• PROBLEM REQUIREMENTS: Leave out the pictures and retype exactly the lines from the one with "of the black" through the end of the records.

• EXERCISE INPUT:
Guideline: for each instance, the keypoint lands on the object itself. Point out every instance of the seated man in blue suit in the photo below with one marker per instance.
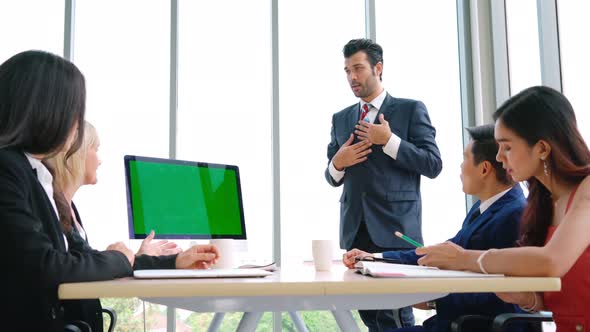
(492, 222)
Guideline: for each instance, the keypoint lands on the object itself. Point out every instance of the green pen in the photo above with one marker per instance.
(407, 239)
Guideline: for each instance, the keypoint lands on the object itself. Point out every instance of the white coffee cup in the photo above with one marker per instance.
(321, 251)
(226, 253)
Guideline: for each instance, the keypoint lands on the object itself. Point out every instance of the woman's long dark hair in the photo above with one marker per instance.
(42, 96)
(541, 113)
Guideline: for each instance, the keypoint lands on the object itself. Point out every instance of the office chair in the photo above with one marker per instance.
(82, 326)
(113, 318)
(501, 322)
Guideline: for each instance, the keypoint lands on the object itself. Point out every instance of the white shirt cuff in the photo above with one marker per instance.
(392, 146)
(336, 174)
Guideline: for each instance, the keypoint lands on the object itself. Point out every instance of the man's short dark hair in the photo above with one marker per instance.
(373, 50)
(485, 148)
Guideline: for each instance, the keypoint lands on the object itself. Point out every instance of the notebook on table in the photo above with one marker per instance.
(389, 270)
(211, 273)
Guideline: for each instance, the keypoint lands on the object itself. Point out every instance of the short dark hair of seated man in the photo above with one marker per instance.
(492, 222)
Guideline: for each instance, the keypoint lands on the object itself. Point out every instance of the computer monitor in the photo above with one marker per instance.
(183, 199)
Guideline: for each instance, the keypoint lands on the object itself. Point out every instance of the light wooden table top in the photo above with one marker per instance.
(300, 280)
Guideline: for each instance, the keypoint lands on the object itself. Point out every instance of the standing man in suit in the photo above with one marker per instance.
(492, 222)
(379, 148)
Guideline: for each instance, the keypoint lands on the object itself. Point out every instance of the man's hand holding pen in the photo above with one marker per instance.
(348, 258)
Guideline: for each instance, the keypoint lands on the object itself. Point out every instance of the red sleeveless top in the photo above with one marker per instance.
(571, 305)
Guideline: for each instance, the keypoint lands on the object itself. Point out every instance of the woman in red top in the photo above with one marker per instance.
(540, 143)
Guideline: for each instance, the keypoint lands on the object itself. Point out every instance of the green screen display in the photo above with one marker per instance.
(179, 199)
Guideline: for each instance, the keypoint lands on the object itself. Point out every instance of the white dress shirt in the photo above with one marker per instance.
(46, 181)
(483, 206)
(390, 148)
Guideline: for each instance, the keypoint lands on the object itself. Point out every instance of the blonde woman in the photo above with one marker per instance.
(69, 174)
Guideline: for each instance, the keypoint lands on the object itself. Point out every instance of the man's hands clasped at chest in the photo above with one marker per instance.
(368, 133)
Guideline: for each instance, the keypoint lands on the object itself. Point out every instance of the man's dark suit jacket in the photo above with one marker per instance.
(34, 256)
(383, 191)
(497, 227)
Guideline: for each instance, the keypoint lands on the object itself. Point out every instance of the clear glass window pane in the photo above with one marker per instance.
(313, 87)
(523, 44)
(122, 48)
(575, 68)
(421, 62)
(224, 101)
(31, 24)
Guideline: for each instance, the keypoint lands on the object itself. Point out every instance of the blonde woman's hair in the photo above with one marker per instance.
(69, 172)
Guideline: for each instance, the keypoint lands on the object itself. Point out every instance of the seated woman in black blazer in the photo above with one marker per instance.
(42, 103)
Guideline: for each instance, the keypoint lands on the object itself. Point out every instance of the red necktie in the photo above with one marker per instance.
(365, 111)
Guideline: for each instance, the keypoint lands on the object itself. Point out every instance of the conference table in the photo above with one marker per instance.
(295, 288)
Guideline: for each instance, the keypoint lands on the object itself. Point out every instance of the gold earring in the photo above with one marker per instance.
(545, 168)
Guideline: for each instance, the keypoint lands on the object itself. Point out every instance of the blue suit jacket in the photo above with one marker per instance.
(497, 227)
(383, 191)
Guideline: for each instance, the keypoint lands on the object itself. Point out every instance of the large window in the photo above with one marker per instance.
(421, 62)
(224, 101)
(523, 44)
(126, 65)
(30, 24)
(575, 68)
(313, 86)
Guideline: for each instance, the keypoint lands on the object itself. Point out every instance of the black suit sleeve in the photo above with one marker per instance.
(145, 262)
(27, 249)
(419, 152)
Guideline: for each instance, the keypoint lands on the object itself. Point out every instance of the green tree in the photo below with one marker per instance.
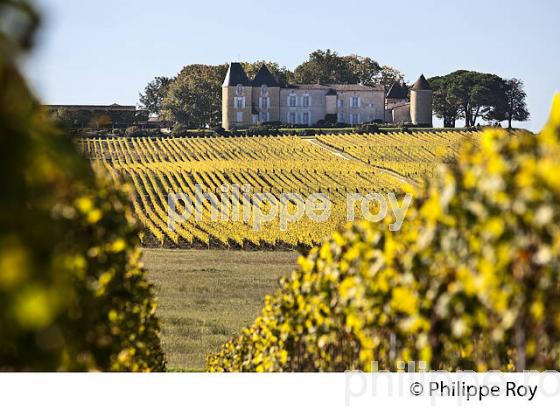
(194, 97)
(445, 104)
(478, 94)
(515, 105)
(154, 93)
(325, 67)
(469, 282)
(366, 70)
(388, 76)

• OUTPUT OF THE TASK:
Guideline: for each instance, the keypoint lands on the object itself. Point out every instance of the black suit sleeve in the photo above with one marker per instance.
(145, 262)
(27, 249)
(419, 152)
Guideline: for each instance, the keypoint lands on the object itself. Point out every instance of the green tree in the photo below with one marker per instance.
(194, 97)
(445, 104)
(478, 94)
(515, 105)
(154, 93)
(325, 67)
(469, 282)
(366, 70)
(388, 76)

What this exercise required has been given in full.